**Exercise input**

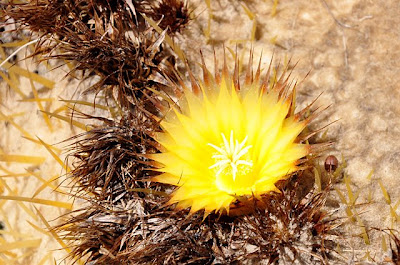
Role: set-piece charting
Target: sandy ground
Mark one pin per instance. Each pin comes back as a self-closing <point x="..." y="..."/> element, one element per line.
<point x="351" y="48"/>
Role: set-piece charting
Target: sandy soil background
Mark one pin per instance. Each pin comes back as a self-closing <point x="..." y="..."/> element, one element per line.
<point x="351" y="48"/>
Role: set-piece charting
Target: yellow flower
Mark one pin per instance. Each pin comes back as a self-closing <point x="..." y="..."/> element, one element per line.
<point x="224" y="139"/>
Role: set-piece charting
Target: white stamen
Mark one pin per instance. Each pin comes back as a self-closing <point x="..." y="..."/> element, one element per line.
<point x="230" y="154"/>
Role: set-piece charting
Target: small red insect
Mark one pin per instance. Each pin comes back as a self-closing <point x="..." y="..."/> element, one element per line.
<point x="331" y="163"/>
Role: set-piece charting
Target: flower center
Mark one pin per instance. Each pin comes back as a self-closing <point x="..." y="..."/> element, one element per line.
<point x="231" y="164"/>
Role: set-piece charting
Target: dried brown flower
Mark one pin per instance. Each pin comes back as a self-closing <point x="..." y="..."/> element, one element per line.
<point x="110" y="39"/>
<point x="285" y="228"/>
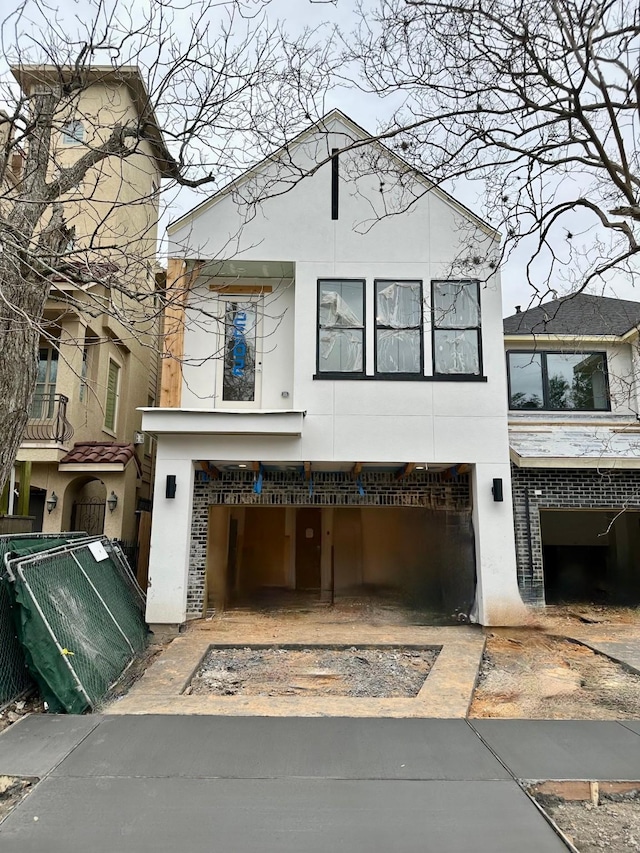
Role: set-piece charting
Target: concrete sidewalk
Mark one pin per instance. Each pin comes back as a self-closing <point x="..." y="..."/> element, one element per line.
<point x="131" y="784"/>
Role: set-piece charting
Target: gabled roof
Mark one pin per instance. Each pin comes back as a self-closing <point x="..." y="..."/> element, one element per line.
<point x="580" y="314"/>
<point x="359" y="133"/>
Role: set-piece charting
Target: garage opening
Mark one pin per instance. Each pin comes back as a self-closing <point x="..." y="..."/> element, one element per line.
<point x="285" y="555"/>
<point x="591" y="556"/>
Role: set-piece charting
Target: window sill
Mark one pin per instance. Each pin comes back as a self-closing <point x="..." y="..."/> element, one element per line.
<point x="400" y="377"/>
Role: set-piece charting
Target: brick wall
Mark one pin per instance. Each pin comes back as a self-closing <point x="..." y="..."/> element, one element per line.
<point x="561" y="488"/>
<point x="289" y="488"/>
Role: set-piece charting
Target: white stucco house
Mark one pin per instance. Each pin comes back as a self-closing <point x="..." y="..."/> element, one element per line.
<point x="333" y="415"/>
<point x="574" y="396"/>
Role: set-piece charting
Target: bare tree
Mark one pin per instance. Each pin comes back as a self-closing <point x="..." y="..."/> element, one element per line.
<point x="539" y="101"/>
<point x="213" y="87"/>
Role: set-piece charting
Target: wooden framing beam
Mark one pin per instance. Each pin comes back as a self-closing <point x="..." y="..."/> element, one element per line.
<point x="406" y="470"/>
<point x="179" y="282"/>
<point x="211" y="470"/>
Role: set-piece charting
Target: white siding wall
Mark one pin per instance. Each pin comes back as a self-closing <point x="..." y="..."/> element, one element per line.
<point x="351" y="420"/>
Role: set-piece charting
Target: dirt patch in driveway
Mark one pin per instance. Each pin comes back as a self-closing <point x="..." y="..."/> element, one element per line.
<point x="528" y="674"/>
<point x="355" y="671"/>
<point x="613" y="824"/>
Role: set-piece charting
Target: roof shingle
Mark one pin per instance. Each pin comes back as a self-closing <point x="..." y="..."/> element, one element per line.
<point x="100" y="453"/>
<point x="580" y="314"/>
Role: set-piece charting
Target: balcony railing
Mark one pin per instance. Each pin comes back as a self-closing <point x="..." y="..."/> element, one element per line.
<point x="48" y="419"/>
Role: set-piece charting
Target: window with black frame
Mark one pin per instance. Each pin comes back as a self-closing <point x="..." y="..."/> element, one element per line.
<point x="456" y="328"/>
<point x="398" y="327"/>
<point x="341" y="326"/>
<point x="558" y="381"/>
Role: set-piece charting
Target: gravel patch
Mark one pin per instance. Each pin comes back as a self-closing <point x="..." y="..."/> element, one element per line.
<point x="365" y="672"/>
<point x="612" y="825"/>
<point x="526" y="674"/>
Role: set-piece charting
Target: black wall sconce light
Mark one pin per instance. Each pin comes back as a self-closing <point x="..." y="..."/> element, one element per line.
<point x="170" y="491"/>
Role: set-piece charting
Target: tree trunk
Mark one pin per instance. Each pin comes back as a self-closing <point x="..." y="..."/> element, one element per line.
<point x="21" y="309"/>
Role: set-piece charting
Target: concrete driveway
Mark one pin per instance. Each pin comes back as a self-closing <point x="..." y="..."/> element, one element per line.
<point x="167" y="783"/>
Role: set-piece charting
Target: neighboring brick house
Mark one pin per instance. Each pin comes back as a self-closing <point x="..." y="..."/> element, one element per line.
<point x="574" y="433"/>
<point x="84" y="462"/>
<point x="335" y="420"/>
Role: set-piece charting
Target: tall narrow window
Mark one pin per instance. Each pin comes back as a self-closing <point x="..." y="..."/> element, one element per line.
<point x="335" y="182"/>
<point x="83" y="374"/>
<point x="341" y="326"/>
<point x="239" y="375"/>
<point x="113" y="392"/>
<point x="44" y="397"/>
<point x="398" y="327"/>
<point x="456" y="328"/>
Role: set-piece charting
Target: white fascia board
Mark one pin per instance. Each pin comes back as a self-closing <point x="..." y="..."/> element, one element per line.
<point x="222" y="421"/>
<point x="562" y="339"/>
<point x="601" y="463"/>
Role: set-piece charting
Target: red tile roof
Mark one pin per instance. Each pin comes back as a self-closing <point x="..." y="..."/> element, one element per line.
<point x="100" y="453"/>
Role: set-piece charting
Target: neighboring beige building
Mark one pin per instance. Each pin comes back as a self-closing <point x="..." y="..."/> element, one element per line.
<point x="83" y="446"/>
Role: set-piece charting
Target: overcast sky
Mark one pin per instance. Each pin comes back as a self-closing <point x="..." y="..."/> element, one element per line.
<point x="365" y="110"/>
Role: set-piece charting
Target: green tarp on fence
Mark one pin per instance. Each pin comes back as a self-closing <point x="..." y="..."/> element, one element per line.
<point x="15" y="677"/>
<point x="79" y="621"/>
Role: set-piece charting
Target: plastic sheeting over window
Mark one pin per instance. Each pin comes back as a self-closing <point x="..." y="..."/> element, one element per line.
<point x="341" y="339"/>
<point x="456" y="320"/>
<point x="399" y="304"/>
<point x="398" y="327"/>
<point x="456" y="351"/>
<point x="239" y="377"/>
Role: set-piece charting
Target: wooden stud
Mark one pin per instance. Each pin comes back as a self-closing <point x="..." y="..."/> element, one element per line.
<point x="406" y="470"/>
<point x="178" y="285"/>
<point x="211" y="470"/>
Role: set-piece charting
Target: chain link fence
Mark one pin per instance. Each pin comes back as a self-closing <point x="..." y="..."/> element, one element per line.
<point x="80" y="619"/>
<point x="14" y="673"/>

**What to do**
Retype exactly. Include each line from the start of the material through the line holding "Target: sandy soil background", and leave the pictures out.

**Exercise answer**
Role: set-piece charting
Target: sandy ground
Mark one pin per instance. Each pin comes back as a self-closing <point x="..." y="..."/> element, one element per line.
<point x="351" y="48"/>
Role: set-piece charting
Target: sandy soil background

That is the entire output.